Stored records
_____

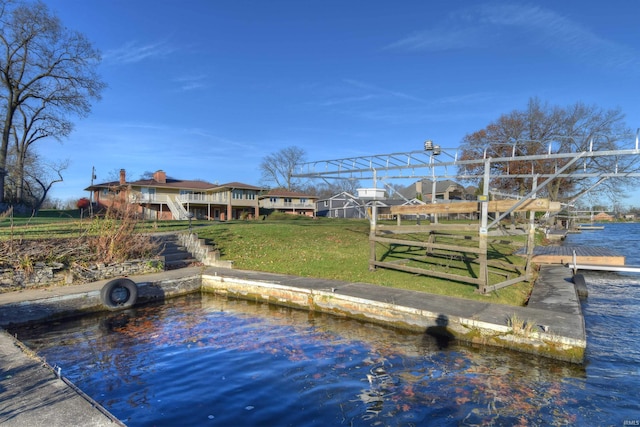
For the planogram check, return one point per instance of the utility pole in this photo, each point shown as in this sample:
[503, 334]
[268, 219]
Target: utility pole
[93, 176]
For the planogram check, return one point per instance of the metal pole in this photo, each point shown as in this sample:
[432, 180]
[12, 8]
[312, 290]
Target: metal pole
[484, 232]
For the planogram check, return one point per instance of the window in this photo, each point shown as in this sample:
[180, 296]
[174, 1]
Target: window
[148, 194]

_____

• _Problem statement_
Across the entries above, find each line with the word "sample" and please copy it out.

• _Problem solution_
For the planogram check, return one point per instance of the utility pole in this photo, each point shown as in this sample:
For the planogram check, return one point per instance of the metal pole in this photo, each point shown as in this sample:
For the planogram check, return one point per instance of the window in this photo, each point shown as in this sample:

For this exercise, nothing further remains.